WHAT YOU NEED TO DO
Extract the entries in their exact form.

RECORDS SHOWN
## begin
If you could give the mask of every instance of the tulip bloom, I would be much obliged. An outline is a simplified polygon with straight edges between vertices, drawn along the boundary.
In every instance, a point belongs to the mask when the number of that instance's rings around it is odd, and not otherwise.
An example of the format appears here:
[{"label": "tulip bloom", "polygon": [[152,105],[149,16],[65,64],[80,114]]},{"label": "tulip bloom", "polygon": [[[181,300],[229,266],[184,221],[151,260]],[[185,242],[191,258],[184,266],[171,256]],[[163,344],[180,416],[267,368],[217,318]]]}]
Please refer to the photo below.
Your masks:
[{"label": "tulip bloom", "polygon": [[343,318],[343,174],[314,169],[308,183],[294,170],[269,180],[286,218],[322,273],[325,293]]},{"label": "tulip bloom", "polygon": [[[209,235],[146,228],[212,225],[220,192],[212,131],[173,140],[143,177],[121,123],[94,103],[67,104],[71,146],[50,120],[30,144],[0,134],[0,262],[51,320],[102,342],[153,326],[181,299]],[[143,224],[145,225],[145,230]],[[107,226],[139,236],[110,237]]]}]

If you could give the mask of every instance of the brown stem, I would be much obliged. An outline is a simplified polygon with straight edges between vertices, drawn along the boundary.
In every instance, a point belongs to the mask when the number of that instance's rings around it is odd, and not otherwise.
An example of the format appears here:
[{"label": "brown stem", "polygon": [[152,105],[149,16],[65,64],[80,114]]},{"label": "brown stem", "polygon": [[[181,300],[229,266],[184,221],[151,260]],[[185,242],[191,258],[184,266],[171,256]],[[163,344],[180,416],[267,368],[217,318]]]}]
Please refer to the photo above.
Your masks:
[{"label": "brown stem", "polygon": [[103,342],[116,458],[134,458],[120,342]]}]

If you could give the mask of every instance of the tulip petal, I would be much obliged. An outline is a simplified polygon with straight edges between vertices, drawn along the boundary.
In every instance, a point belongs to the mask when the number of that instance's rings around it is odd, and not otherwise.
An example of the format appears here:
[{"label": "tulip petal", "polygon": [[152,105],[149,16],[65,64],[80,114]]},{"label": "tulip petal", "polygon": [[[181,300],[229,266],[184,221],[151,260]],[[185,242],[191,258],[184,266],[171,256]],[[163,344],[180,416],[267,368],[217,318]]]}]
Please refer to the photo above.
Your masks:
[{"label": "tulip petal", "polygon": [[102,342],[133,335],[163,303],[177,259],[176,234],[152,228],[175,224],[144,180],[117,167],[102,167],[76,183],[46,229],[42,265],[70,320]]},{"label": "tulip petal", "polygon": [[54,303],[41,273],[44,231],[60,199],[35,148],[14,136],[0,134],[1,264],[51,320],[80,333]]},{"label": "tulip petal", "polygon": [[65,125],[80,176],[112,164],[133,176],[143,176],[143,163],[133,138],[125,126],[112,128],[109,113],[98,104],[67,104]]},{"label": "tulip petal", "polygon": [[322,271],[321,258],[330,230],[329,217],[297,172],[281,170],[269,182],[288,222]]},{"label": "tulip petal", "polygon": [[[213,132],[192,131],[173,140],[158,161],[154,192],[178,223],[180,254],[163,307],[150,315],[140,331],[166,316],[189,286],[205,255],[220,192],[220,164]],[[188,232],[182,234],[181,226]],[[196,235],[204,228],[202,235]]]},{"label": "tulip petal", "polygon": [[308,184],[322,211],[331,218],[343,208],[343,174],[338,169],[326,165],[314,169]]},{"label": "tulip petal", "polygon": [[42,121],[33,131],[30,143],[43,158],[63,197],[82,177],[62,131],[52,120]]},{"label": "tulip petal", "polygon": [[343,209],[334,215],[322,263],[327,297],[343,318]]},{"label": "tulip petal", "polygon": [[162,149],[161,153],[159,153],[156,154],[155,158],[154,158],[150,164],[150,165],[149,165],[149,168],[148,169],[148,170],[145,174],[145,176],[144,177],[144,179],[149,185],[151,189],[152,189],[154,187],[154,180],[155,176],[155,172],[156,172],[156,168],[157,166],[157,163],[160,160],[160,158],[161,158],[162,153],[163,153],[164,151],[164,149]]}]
## end
RESULT OF THIS EXERCISE
If you could give the mask of every instance of the tulip bloom, I would be much obliged. An outline is a simplified polygon with straight edges between vertices, drawn along the boundary.
In every instance, a point belongs to the mask when the number of that instance's rings around it is odd, and not otherwise.
An example of the format appears here:
[{"label": "tulip bloom", "polygon": [[152,105],[149,16],[65,64],[80,114]]},{"label": "tulip bloom", "polygon": [[[181,300],[229,266],[184,221],[151,260]],[[185,242],[191,258],[184,266],[171,256]],[[163,344],[180,416],[267,368],[217,318]]]}]
Please refer to the photo below.
Your masks:
[{"label": "tulip bloom", "polygon": [[343,318],[343,174],[314,169],[308,183],[294,170],[269,180],[286,218],[322,273],[325,293]]},{"label": "tulip bloom", "polygon": [[[209,235],[146,228],[212,225],[220,192],[212,131],[173,140],[143,177],[121,123],[94,103],[67,104],[71,146],[50,120],[30,144],[0,134],[0,262],[51,320],[102,342],[153,326],[181,299]],[[143,224],[145,225],[145,230]],[[107,226],[139,236],[110,237]]]}]

If you could give the mask of every instance of the brown stem, I would be much obliged. An outline is a simplified polygon with straight edges between vertices, drawn along the boundary.
In every instance, a point belongs to the mask when the number of that instance's rings around it is odd, and not otherwise.
An example of the format appears here:
[{"label": "brown stem", "polygon": [[152,105],[149,16],[65,64],[80,114]]},{"label": "brown stem", "polygon": [[[181,300],[229,266],[184,221],[151,260]],[[185,242],[191,258],[184,266],[171,256]],[[163,344],[180,416],[267,368],[217,318]]]}]
Please refer to the photo above.
Your masks:
[{"label": "brown stem", "polygon": [[103,342],[116,458],[134,458],[120,342]]}]

If you could give the mask of every instance of the tulip petal, I would be much obliged. An outline is a simplified polygon with straight edges between vertices, drawn along the boundary.
In every instance, a point belongs to the mask when the number of that instance's rings around it is odd, and not otherwise.
An example of the format appears here:
[{"label": "tulip petal", "polygon": [[152,105],[149,16],[65,64],[80,114]]},{"label": "tulip petal", "polygon": [[[181,300],[229,266],[184,221],[151,260]],[[185,242],[191,258],[184,266],[171,256]],[[163,344],[180,416],[267,368],[217,318]]]}]
Please refer to the photo above.
Your masks:
[{"label": "tulip petal", "polygon": [[102,342],[133,335],[163,303],[177,259],[176,234],[152,228],[175,224],[144,180],[117,167],[102,167],[76,183],[46,229],[42,265],[70,320]]},{"label": "tulip petal", "polygon": [[54,303],[41,273],[44,231],[60,199],[35,148],[14,136],[0,134],[1,264],[51,320],[80,333]]},{"label": "tulip petal", "polygon": [[65,125],[80,176],[112,164],[133,176],[143,176],[143,163],[133,138],[125,126],[112,128],[109,113],[98,104],[67,104]]},{"label": "tulip petal", "polygon": [[322,271],[321,258],[330,230],[329,217],[297,172],[281,170],[269,182],[288,222]]},{"label": "tulip petal", "polygon": [[[213,132],[192,131],[173,140],[158,161],[154,192],[178,223],[180,254],[163,307],[150,315],[140,331],[166,316],[189,286],[205,255],[220,192],[220,164]],[[188,232],[182,234],[181,226]],[[196,235],[204,228],[202,235]]]},{"label": "tulip petal", "polygon": [[308,184],[322,211],[331,218],[343,208],[343,174],[338,169],[326,165],[314,169]]},{"label": "tulip petal", "polygon": [[42,121],[33,131],[30,143],[43,158],[63,197],[82,177],[62,131],[52,120]]},{"label": "tulip petal", "polygon": [[343,209],[334,215],[322,263],[327,297],[343,318]]},{"label": "tulip petal", "polygon": [[162,149],[161,153],[159,153],[156,154],[155,158],[154,158],[150,164],[150,165],[149,165],[149,168],[148,169],[148,170],[145,174],[145,176],[144,177],[144,179],[149,185],[151,189],[152,189],[154,187],[154,180],[155,176],[155,172],[156,172],[156,168],[157,166],[157,163],[160,160],[160,158],[161,158],[162,153],[163,153],[164,151],[164,149]]}]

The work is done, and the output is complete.